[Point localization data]
--------------------------------------------------

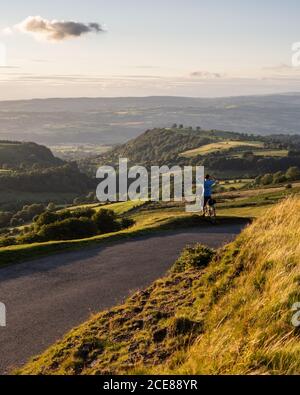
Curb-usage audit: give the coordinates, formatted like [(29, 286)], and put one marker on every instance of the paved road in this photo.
[(47, 297)]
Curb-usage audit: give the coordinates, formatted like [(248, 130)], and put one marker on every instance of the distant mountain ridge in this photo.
[(117, 120), (14, 154)]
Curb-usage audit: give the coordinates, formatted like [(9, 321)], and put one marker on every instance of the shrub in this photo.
[(106, 221), (127, 223), (68, 229), (7, 241), (197, 256)]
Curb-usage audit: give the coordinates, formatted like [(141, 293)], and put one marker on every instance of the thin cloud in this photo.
[(205, 75), (56, 30)]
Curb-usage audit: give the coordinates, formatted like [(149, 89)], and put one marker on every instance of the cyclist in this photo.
[(209, 183)]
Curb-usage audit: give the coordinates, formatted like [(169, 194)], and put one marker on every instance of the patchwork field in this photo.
[(221, 146)]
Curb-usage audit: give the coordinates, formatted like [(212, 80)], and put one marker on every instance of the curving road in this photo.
[(47, 297)]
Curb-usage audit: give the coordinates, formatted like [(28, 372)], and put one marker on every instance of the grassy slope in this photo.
[(146, 222), (221, 146), (231, 317)]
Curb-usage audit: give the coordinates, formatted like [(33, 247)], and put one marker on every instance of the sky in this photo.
[(100, 48)]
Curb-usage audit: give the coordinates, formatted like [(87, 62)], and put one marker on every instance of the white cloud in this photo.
[(56, 30)]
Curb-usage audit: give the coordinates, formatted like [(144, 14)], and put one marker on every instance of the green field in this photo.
[(266, 153), (221, 146), (151, 217)]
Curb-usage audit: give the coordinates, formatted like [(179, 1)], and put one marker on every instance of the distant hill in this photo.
[(226, 154), (110, 121), (18, 154)]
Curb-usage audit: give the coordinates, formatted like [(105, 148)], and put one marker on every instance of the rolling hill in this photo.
[(14, 154), (107, 121), (226, 154)]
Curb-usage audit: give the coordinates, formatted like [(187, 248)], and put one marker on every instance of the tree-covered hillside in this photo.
[(227, 154), (15, 155)]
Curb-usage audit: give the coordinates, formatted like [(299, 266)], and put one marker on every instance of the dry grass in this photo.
[(230, 317), (249, 329)]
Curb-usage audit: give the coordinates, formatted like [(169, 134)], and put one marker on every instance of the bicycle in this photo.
[(210, 210)]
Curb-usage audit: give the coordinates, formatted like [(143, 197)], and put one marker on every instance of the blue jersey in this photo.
[(208, 184)]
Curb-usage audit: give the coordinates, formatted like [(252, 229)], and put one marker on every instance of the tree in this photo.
[(293, 173), (267, 179), (51, 206), (106, 221)]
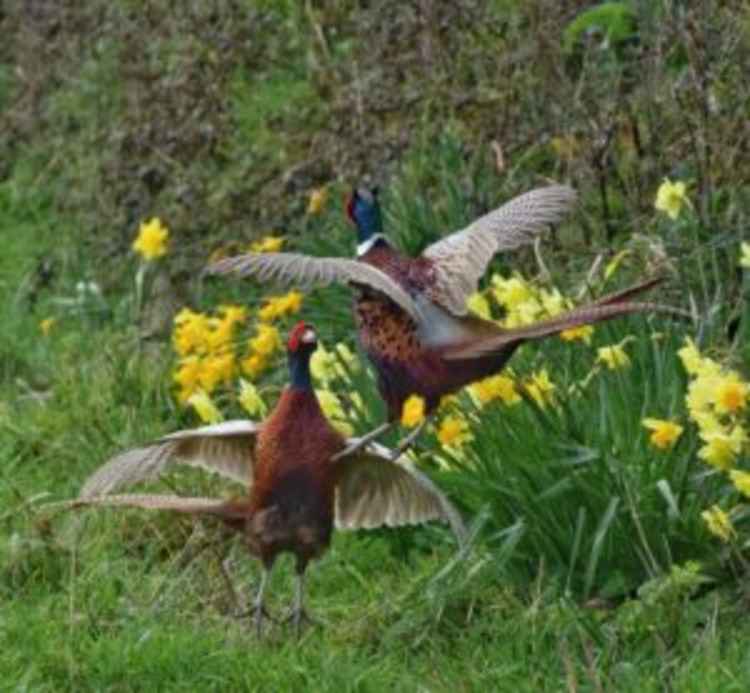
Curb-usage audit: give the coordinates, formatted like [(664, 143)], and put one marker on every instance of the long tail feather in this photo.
[(608, 307), (183, 504)]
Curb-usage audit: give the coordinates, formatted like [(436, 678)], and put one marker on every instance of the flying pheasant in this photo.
[(301, 481), (411, 313)]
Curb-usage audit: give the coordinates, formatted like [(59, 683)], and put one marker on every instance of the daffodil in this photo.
[(454, 431), (731, 394), (317, 200), (412, 413), (741, 481), (540, 387), (583, 332), (719, 523), (664, 433), (205, 407), (694, 362), (46, 326), (151, 242), (250, 399), (671, 197), (745, 255), (499, 387), (479, 305), (721, 447), (187, 376), (267, 340), (215, 369), (268, 244)]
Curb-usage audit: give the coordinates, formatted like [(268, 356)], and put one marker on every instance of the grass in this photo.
[(590, 567)]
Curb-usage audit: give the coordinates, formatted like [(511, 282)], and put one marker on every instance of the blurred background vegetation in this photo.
[(591, 567)]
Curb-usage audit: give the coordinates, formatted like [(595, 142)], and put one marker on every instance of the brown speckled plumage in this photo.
[(303, 478)]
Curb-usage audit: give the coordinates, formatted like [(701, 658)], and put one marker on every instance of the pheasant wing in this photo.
[(460, 260), (373, 491), (227, 449), (294, 269)]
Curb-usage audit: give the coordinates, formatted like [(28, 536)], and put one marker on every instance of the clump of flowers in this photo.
[(151, 242), (717, 404), (204, 344)]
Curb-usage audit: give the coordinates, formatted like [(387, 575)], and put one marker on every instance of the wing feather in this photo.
[(294, 269), (227, 449), (374, 491), (460, 260)]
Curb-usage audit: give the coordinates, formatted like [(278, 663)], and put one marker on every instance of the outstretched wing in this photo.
[(460, 260), (183, 504), (227, 448), (294, 269), (373, 491)]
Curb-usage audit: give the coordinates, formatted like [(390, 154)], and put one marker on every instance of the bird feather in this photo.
[(461, 259), (226, 448), (294, 269)]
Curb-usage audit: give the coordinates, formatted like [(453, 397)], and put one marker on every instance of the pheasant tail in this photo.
[(606, 308)]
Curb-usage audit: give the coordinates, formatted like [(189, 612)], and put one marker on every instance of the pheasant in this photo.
[(411, 313), (300, 483)]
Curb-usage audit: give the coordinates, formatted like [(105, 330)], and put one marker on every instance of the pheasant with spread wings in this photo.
[(411, 313), (301, 480)]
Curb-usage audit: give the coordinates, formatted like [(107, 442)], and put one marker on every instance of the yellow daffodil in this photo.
[(151, 242), (317, 201), (745, 255), (540, 388), (664, 433), (479, 305), (187, 376), (215, 369), (268, 244), (267, 340), (614, 356), (250, 399), (741, 481), (670, 198), (254, 365), (499, 387), (583, 333), (722, 448), (279, 306), (413, 411), (46, 326), (731, 394), (454, 431), (719, 523), (204, 407), (233, 314)]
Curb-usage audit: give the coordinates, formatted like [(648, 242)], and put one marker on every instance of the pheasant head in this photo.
[(363, 210), (301, 344)]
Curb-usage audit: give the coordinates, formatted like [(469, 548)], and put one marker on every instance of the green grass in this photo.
[(589, 567)]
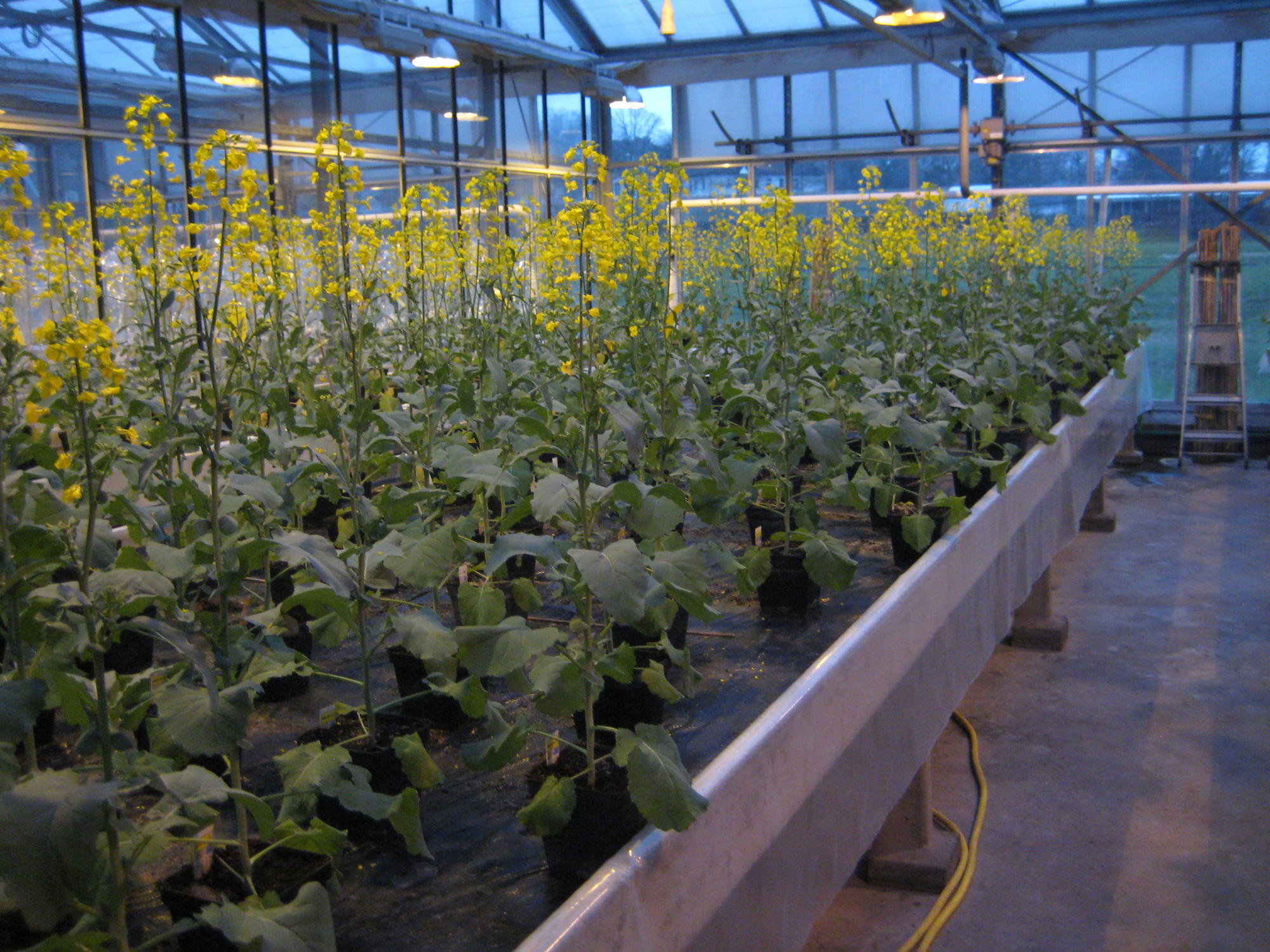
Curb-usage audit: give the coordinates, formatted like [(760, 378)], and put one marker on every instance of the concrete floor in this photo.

--------------------------------------------------

• EXERCISE GOAL
With the images omitted, repeat all the data word for word.

• ANSWER SPACE
Curb-usage audit: give the coordinates, formatted like [(29, 286)], and put one marker on every instance of the paved road in this photo.
[(47, 297)]
Curb-usage audit: give the coordinates, formatted like [(248, 130)], and put one marker on every instance of the distant mountain ridge in this photo.
[(117, 120), (14, 154)]
Curb-usage audit: give the coordinates, formatted like [(9, 321)], and put one marker on every instance of the shrub in this photo.
[(106, 221), (127, 223), (68, 229), (7, 241), (197, 256)]
Curb-usage audit: give the coordinates, formatted like [(141, 293)], and put one marker on every instance of the thin cloud in this photo.
[(205, 75), (56, 30)]
Curb-usage audit: give the coordinates, formatted like [(149, 89)], and put one marker on every instance of the cyclist in this photo.
[(209, 183)]
Curb-usage audit: give the coordinates, formatted like [(169, 194)], and put one marker on every instance of the patchwork field in this photo.
[(221, 146)]
Curb-usage audit: give the coordinates, formatted like [(212, 80)], and put one marker on every instance of the curving road in this photo.
[(47, 297)]
Curb-usage audit: give the coordinates, formatted like [(28, 372)], and put one marker on every instance of the grassy slope in this photo.
[(146, 222), (221, 146), (231, 317)]
Curb-usage audit: give the coordinates, formatted like [(33, 247)], and put one marker on every instance of the sky in this photo.
[(100, 48)]
Curb-usage audit: give the coordinates, formatted like [(87, 62)], and put one marker on every instance of the white cloud in this photo.
[(56, 30)]
Curb-usage audit: give the coordinates, formatted like [(144, 14)], and put one marker on every instance of the green field in this photo.
[(266, 153), (221, 146), (151, 217)]
Curb-usage audit: give the coordinates, formatted like [(179, 1)], and put one marker on every instance of the distant hill in this photo.
[(226, 154), (110, 121), (18, 154)]
Curb-usage audit: give the coordinates, formatted like [(105, 148)], and put one marker on every instance of the rolling hill in this photo.
[(14, 154), (107, 121), (226, 154)]
Curb-usage audit: give the coordinates, formatted like [(187, 248)], and put one marker on every instance of the tree-covered hillside in this photo.
[(227, 154), (15, 155)]
Curb-usage audit: give the coordinates, formatted like [(299, 266)], and put one marker on every instance of the dry grass in this photo.
[(230, 317), (249, 329)]
Curb-usage audit: give the coordinates, formatted like [(169, 134)], and put one marker on every instance of the bicycle in this photo.
[(210, 210)]
Curb-usage audit: give the coordinates, formatted like [(143, 197)], and put one marker on every instance of the blue jersey in this photo.
[(208, 184)]
Curb-usage audit: give the coordinates, formatted like [(252, 229)], and put one marker on every instance of the tree in this photo.
[(293, 173), (267, 179), (51, 206), (106, 221)]
Curb-usage audit: give the coordinates, formatted like [(664, 143)], and put one marker on every instance of the long tail feather in this photo.
[(608, 307), (183, 504)]
Curb-usage audit: give the coordinates, formatted like [(436, 678)], and put one marker on every instance of the flying pheasant in this photo.
[(301, 481), (411, 313)]
Curb-usage audit: give the coordinates, formatted like [(59, 683)], and put one marker on every instance of the daffodil in this photo.
[(454, 431), (731, 394), (317, 200), (412, 413), (741, 481), (540, 387), (583, 332), (719, 523), (664, 433), (205, 407), (694, 362), (46, 326), (151, 242), (250, 399), (671, 197), (745, 255), (499, 387), (479, 305), (721, 447), (187, 376), (267, 340), (215, 369), (268, 244)]
Curb-usage audit: give the coordinates, formatted like [(268, 356)], and put one marker on every instance of the grass in this photo.
[(590, 567)]
Curb-usage audit: give the coordinates, formatted like [(511, 282)], and put one marker on every instance of the blurred background vegetation in this photo.
[(591, 567)]
Curb-usage audit: give the coordinates, formatted like [(595, 142)], and put one marker on every instance of the brown speckled plumage in this photo.
[(303, 478)]
Curb-usage audit: give the coordinates, formatted like [(701, 658)], and put one marker on every instance of the pheasant wing in this photo.
[(460, 260), (373, 491), (227, 449), (294, 269)]
Curb-usage audit: give the coordinates, formatted like [(28, 536)], and put one marker on every instance of the clump of flowers in this photo.
[(151, 242), (717, 404), (204, 344)]
Curb-usage audit: give the coordinates, formatted like [(387, 575)], and put one marker on every instance of the wing feather in this photo.
[(294, 269), (227, 449), (374, 491), (460, 260)]
Curb-usage audit: give the coordinates, formatted like [(278, 663)], and put one marker on every instance of the outstretched wing in this photo.
[(460, 260), (183, 504), (227, 448), (294, 269), (373, 491)]
Curb-usage audit: give the coordinates, formatted like [(390, 154)], and put one marker on every instance of the bird feather in this photo.
[(461, 259), (226, 448), (294, 269)]
Curb-usage audit: give the coordinates, formatted like [(453, 397)], and put one marker on every instance of the pheasant tail in this photo.
[(606, 308)]
Curb-usage audit: give the coordinates, formatted like [(189, 612)], and put one marker on every instance of the pheasant in this photo.
[(411, 313), (300, 483)]
Curb-usage audit: give the coordinates, formatted like [(105, 330)], and put one marker on every instance of the pheasant with spread wings in this photo.
[(411, 313), (301, 480)]
Curb-usage audit: give the coordinates, formatted like [(107, 442)], and put one marker on every instance of the yellow daffodil in this photo.
[(151, 242), (317, 201), (745, 255), (540, 388), (664, 433), (479, 305), (187, 376), (215, 369), (268, 244), (267, 340), (614, 356), (250, 399), (741, 481), (670, 198), (254, 365), (499, 387), (583, 333), (722, 448), (279, 306), (413, 411), (46, 326), (731, 394), (454, 431), (719, 523), (204, 407), (233, 314)]
Curb-usage audit: give the coordinates, formatted like [(648, 242)], and put one marker on every instance of the pheasant head in this photo.
[(363, 210), (301, 344)]
Curb-usage audit: give the coordinates, formatted like [(469, 548)], and put one marker on every instance of the green grass in this photo.
[(589, 567)]
Curb-usage audit: give the coordinates, formatted like [(760, 378)], and put one marker on every instance of the concrete floor in this photo.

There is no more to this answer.